IMRIC is also the largest educational institute in Israel for graduate studies in Medical Sciences. In 2016, it had 600 master (MSc) and doctorate (PhD) students.

== Departments ==
- Biochemistry and Molecular Biology (24 research groups)
- Developmental Biology and Cancer Research (23 research groups)
- Lautenberg Center for Immunology and Cancer Research (14 research groups,) The center was established in 1968 as the first department of Immunology at the Hebrew University-Hadassah Medical School and named after the US senator, Frank Lautenberg.
- Medical Neurobiology (30 research groups)
- Microbiology and Molecular Genetics (33 research groups)

== Teaching divisions ==
The Institute provides a bachelor's degree in Biomedical Sciences. In addition, its faculty teaches the basic sciences for the undergraduate, pre-clinical programs of the Faculty of Medicine. These include programs for Medicine, Military Medicine, Dentistry, Biomedical Sciences, and Nursing. In 2016, more than 2,800 students were enrolled in these programs.

== Research hubs and centers ==

Research Hubs gather together scientists and clinicians focusing on a specific subject or disease, integrating various scientific and medical disciplines. Each hub consists of researchers from IMRIC, Hadassah Medical Center, The School of Pharmacy, The School of Public Health, Shaare Zedek Medical Center and more. The following research hubs are currently active:

1. Epigenetics and Common Human Diseases
2. The Tumor and its Microenvironment
3. Mitochondria
4. Developmental Processes, Malformations and Diseases
5. Cardiovascular Research
6. The Herbert and Dorothy Nadolny Cardio-Metabolic Diseases Research Hub
7. Microbe Brain Storming - MIBS
8. Muscle Degeneration Diseases
9. Virus-host Interactions and Viral Pathogenesis.

================================

**AIM OF THE TASK**. In the text about IMRIC, how many master's and doctoral students did the institute have in 2016?

(Data taken from a collection)
================================

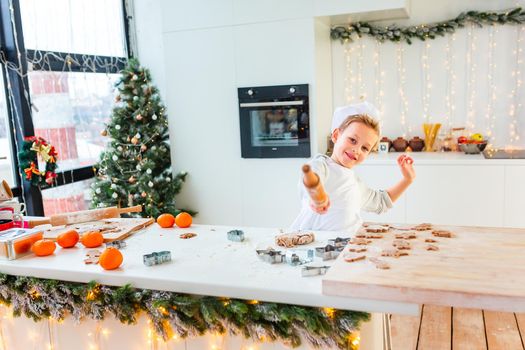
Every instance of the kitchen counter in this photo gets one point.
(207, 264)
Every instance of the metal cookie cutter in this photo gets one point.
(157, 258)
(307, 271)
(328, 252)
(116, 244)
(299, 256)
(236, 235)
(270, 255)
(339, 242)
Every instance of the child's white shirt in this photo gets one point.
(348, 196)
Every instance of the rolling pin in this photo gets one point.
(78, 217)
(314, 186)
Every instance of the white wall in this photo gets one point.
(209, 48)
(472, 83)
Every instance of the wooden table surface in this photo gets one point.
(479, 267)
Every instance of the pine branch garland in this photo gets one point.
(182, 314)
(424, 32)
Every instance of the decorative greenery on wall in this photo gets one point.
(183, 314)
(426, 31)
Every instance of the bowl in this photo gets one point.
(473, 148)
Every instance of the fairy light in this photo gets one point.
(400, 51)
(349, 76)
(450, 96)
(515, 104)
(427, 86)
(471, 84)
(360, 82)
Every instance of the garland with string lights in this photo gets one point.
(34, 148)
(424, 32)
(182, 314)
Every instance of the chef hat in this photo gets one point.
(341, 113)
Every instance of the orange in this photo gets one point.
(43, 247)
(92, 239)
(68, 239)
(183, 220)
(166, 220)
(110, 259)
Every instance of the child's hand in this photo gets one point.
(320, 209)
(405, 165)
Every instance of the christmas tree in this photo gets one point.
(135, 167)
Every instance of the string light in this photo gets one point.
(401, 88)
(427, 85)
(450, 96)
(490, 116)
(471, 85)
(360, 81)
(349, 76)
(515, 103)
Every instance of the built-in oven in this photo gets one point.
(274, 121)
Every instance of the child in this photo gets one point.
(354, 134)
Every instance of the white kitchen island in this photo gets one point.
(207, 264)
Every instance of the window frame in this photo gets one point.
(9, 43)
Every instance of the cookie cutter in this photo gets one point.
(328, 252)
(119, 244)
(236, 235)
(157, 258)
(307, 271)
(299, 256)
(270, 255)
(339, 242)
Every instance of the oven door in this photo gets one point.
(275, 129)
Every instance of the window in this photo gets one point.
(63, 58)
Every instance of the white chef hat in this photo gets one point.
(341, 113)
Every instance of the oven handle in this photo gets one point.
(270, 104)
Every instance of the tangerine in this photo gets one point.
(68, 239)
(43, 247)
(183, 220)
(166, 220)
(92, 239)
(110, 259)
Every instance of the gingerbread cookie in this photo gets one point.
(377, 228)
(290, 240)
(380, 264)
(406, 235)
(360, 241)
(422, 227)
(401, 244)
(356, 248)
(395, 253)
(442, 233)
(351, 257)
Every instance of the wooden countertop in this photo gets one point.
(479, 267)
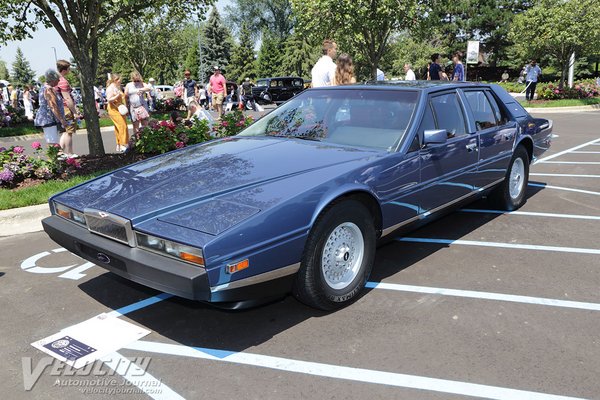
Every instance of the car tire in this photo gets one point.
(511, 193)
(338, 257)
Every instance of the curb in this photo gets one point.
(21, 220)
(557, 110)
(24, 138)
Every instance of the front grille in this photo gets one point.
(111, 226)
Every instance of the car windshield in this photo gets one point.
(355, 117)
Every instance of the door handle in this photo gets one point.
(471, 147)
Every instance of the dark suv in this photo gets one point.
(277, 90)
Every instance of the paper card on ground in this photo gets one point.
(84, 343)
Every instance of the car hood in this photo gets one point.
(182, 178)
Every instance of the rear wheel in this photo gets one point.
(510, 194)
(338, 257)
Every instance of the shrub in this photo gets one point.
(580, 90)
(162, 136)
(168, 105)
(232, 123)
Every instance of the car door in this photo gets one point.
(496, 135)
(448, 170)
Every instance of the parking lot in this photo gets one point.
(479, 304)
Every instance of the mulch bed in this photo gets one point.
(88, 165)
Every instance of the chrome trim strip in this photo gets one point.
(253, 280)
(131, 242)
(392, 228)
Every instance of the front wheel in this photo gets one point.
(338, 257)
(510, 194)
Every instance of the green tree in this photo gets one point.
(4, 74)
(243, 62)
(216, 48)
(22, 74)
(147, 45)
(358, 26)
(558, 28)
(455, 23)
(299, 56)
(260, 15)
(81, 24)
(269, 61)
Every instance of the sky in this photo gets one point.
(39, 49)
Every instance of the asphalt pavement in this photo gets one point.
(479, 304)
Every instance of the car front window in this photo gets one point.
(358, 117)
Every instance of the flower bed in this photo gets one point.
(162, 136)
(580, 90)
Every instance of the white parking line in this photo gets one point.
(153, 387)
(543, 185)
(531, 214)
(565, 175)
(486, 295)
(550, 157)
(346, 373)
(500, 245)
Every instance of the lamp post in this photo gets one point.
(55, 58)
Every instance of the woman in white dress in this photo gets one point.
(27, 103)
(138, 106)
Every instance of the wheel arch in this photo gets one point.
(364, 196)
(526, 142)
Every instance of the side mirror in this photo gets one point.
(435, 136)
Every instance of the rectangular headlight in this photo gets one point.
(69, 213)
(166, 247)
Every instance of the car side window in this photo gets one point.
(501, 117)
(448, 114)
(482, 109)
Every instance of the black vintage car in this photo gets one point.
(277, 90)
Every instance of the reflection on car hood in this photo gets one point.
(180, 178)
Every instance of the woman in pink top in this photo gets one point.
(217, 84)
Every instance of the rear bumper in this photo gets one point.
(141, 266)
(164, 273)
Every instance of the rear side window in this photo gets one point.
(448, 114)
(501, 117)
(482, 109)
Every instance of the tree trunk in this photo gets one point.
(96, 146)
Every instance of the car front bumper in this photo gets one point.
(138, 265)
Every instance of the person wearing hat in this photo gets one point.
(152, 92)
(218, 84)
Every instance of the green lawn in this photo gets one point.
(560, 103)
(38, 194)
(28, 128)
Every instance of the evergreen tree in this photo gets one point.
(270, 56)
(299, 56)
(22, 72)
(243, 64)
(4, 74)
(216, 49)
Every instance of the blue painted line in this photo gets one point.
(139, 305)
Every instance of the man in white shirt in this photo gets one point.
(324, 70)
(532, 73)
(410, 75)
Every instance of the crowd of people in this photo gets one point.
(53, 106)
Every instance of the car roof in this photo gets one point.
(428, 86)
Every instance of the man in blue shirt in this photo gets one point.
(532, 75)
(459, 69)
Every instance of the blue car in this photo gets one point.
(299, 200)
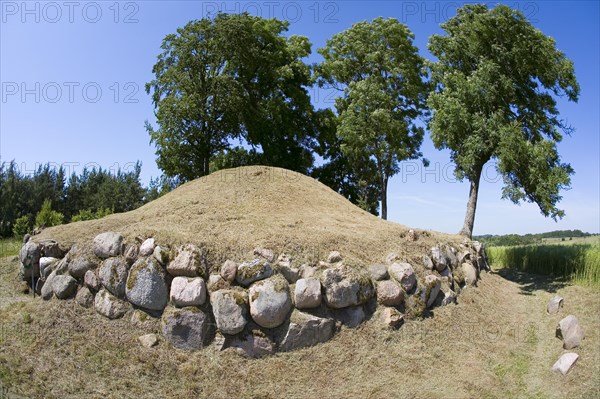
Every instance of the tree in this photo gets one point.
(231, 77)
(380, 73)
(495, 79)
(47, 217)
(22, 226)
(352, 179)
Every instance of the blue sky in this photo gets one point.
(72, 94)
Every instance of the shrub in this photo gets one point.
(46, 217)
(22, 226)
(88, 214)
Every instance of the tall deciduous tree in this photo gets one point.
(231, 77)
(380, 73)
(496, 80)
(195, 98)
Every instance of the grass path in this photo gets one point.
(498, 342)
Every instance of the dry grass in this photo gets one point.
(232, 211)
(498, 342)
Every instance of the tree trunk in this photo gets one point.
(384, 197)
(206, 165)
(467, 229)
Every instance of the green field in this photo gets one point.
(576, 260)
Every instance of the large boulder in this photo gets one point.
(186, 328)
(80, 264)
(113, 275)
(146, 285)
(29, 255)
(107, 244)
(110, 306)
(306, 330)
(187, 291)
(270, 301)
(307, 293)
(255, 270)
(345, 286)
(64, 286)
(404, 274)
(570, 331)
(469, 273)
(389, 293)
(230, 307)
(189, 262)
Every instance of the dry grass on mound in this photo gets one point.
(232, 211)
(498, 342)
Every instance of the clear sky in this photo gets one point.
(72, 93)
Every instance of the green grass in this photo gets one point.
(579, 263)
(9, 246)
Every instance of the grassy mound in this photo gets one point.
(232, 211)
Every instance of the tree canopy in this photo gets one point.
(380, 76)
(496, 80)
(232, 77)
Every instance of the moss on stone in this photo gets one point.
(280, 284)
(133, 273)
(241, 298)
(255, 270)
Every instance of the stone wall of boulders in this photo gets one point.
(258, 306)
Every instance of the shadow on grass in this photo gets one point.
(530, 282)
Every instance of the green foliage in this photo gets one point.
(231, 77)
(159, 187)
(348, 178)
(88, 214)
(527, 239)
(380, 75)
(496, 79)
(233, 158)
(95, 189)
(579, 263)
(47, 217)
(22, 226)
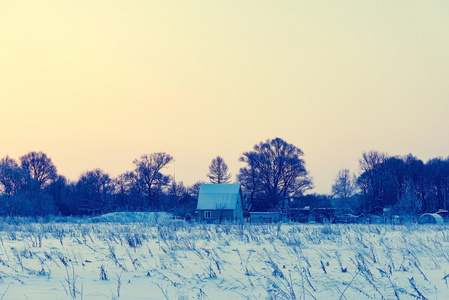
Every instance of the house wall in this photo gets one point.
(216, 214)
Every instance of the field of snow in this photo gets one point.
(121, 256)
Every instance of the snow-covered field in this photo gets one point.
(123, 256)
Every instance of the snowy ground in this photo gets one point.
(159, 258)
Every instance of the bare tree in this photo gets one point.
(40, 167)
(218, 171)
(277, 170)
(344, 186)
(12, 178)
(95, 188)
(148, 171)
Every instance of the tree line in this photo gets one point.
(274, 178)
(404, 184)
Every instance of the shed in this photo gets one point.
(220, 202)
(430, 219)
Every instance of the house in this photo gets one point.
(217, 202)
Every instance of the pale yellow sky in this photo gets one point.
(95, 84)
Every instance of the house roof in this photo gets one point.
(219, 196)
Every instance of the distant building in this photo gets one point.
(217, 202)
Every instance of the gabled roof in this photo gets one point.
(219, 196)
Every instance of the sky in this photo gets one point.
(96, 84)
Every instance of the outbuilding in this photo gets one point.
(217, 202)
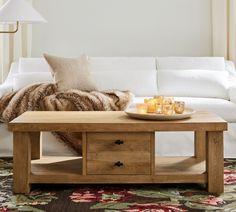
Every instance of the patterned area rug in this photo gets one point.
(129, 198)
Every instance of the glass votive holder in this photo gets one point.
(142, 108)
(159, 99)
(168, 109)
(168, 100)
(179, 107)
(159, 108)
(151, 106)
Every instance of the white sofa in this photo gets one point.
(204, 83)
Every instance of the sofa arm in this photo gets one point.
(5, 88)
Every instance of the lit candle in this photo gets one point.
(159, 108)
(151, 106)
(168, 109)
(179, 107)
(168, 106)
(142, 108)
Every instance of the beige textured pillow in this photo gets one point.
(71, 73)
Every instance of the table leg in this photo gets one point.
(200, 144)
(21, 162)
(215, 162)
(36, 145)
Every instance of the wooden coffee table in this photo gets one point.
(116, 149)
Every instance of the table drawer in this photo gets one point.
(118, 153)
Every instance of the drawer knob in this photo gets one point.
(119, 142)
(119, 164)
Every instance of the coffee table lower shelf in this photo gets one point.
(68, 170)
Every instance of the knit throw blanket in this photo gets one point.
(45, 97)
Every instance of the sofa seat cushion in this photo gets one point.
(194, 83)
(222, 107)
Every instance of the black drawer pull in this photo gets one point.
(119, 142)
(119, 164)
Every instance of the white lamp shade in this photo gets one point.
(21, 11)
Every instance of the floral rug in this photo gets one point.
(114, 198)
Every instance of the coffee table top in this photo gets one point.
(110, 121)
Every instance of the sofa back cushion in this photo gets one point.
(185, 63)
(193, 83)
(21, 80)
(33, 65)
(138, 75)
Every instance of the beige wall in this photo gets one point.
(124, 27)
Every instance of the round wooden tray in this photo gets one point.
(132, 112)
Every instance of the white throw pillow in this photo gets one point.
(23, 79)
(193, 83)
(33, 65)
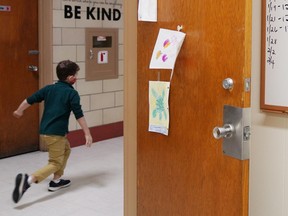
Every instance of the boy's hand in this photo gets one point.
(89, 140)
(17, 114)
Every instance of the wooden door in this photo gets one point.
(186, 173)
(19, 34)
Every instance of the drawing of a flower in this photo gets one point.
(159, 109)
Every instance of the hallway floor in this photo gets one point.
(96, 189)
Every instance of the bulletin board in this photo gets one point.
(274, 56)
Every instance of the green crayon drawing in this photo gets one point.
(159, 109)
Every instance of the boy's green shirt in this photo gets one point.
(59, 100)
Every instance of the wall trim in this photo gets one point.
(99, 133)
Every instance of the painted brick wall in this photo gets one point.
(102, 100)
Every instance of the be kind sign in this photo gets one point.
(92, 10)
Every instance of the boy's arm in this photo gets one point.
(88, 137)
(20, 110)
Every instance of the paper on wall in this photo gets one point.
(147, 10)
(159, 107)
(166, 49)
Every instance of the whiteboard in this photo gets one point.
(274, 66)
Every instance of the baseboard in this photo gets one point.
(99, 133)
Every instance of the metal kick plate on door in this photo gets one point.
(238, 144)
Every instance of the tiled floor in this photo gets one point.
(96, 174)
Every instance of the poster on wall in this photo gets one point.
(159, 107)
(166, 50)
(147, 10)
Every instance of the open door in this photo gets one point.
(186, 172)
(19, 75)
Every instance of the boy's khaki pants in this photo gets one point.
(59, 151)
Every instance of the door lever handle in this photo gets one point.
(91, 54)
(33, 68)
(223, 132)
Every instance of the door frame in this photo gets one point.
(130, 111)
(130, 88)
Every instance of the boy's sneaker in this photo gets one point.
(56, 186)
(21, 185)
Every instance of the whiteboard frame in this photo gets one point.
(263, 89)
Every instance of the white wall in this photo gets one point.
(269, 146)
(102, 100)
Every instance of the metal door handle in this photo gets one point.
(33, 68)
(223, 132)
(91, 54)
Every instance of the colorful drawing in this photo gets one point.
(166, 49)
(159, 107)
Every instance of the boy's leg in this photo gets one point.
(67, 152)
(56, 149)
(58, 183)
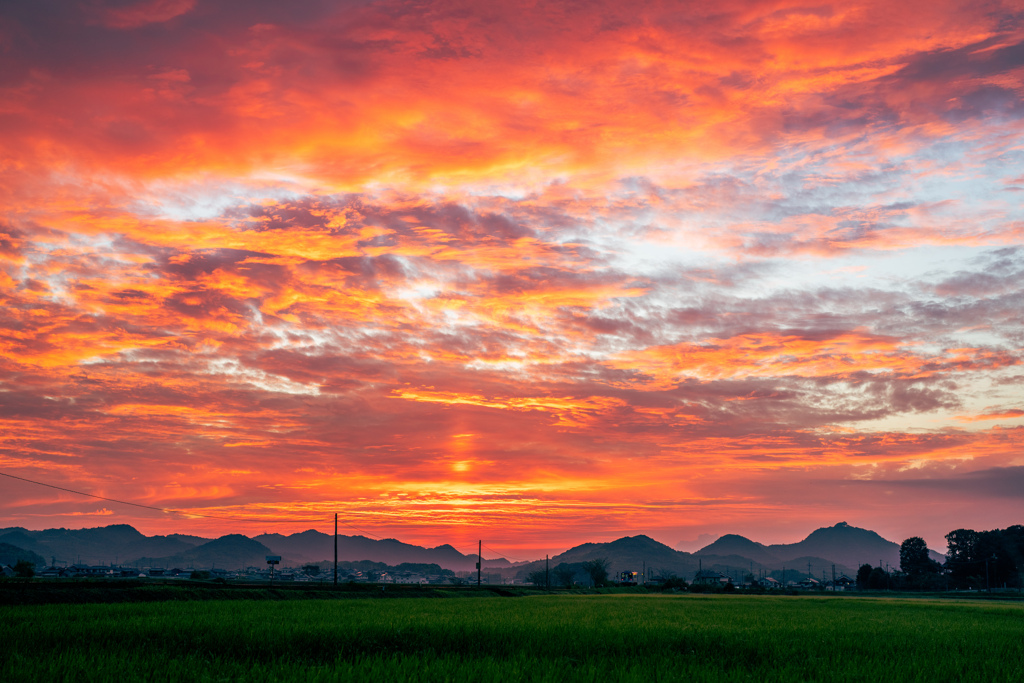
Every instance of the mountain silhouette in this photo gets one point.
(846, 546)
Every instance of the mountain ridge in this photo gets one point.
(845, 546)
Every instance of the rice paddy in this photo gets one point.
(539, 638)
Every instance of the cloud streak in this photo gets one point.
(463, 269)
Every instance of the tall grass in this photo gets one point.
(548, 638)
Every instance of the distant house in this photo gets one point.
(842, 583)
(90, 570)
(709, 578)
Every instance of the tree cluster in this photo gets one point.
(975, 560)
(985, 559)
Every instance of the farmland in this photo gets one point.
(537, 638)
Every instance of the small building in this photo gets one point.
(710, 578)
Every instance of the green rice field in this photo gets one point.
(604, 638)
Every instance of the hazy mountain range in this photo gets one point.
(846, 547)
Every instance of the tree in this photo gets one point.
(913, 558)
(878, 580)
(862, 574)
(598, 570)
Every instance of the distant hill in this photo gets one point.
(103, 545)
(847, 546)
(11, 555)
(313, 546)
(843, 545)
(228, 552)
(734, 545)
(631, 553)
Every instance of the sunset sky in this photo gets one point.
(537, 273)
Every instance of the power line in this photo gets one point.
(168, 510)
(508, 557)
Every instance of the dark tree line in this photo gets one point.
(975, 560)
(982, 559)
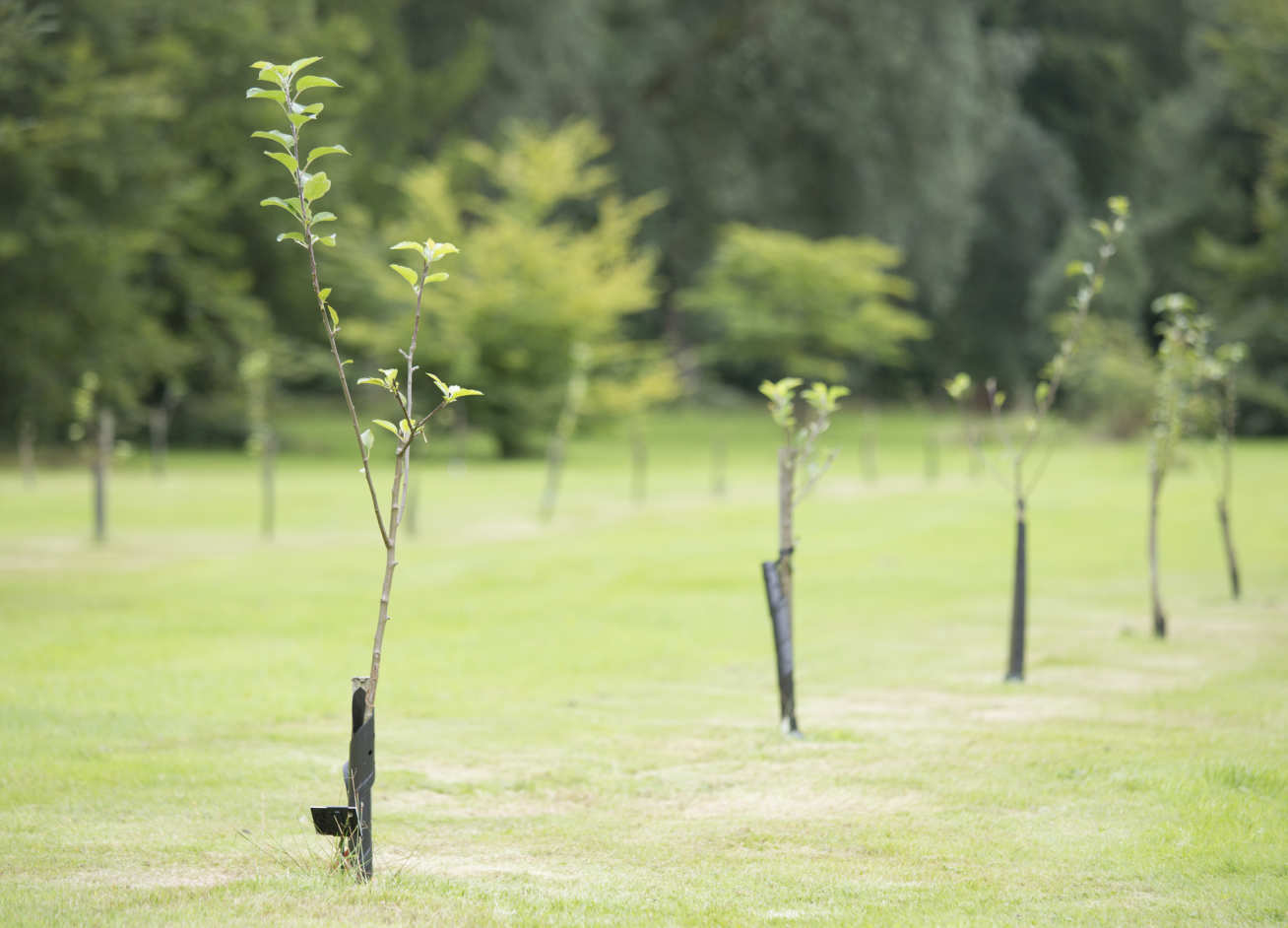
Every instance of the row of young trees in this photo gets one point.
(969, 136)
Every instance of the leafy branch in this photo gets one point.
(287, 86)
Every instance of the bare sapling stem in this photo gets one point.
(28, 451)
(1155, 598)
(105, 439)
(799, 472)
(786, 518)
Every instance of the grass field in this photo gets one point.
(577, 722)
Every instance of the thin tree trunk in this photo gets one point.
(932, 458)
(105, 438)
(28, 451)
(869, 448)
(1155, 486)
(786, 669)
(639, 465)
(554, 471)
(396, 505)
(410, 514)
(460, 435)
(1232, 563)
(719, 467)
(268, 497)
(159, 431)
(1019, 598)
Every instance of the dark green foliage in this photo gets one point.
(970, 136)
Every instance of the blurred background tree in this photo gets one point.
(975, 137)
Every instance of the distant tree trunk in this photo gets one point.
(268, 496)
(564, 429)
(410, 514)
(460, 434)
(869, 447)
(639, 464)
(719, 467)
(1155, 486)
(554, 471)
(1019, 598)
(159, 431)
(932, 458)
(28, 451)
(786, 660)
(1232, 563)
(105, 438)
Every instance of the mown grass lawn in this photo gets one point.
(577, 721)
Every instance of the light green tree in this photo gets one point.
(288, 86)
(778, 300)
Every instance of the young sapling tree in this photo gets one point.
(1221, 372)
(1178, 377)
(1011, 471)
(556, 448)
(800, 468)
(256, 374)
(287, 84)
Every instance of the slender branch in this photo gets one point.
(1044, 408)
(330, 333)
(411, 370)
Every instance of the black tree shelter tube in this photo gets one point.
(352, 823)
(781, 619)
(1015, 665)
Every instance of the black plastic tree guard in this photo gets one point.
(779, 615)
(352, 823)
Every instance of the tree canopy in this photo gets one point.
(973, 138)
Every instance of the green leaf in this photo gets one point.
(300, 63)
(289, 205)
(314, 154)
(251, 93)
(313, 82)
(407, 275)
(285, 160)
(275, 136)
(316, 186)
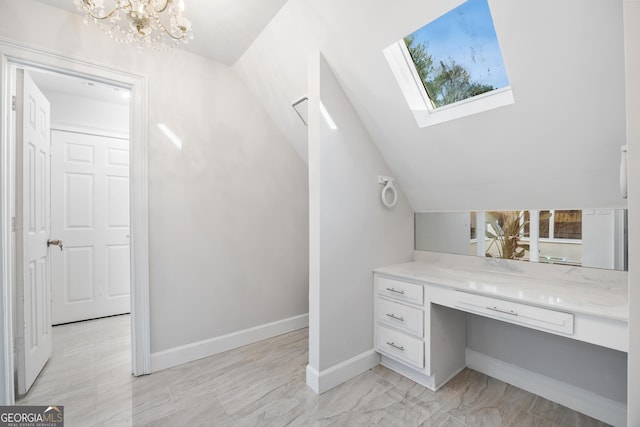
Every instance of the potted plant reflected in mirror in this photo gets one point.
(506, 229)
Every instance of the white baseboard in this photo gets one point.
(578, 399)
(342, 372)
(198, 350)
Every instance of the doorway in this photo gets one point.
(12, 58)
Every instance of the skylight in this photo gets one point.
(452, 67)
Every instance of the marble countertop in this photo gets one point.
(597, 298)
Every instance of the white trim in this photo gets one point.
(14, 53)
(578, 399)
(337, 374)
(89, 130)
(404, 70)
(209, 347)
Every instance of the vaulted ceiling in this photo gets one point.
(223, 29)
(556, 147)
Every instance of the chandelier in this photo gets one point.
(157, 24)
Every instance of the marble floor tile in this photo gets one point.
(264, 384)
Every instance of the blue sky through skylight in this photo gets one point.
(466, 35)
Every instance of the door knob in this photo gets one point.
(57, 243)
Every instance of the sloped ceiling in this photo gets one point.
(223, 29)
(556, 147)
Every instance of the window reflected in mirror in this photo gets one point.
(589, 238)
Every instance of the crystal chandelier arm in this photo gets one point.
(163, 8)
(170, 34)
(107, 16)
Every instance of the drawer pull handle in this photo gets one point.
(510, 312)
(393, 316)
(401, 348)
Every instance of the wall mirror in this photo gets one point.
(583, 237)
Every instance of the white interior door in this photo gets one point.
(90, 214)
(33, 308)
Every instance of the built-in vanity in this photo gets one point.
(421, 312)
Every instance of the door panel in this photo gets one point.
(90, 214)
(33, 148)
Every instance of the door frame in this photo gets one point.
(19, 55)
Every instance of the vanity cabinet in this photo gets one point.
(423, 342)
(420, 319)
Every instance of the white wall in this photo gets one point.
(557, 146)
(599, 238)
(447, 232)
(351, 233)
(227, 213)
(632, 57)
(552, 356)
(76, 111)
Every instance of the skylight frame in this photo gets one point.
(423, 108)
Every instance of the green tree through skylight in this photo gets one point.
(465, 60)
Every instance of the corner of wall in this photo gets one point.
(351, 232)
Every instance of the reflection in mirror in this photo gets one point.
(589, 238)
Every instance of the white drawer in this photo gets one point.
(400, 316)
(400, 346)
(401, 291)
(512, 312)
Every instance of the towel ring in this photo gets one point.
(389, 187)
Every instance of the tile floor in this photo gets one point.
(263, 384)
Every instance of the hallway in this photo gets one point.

================================

**SOLUTION TO THIS PROBLEM**. 600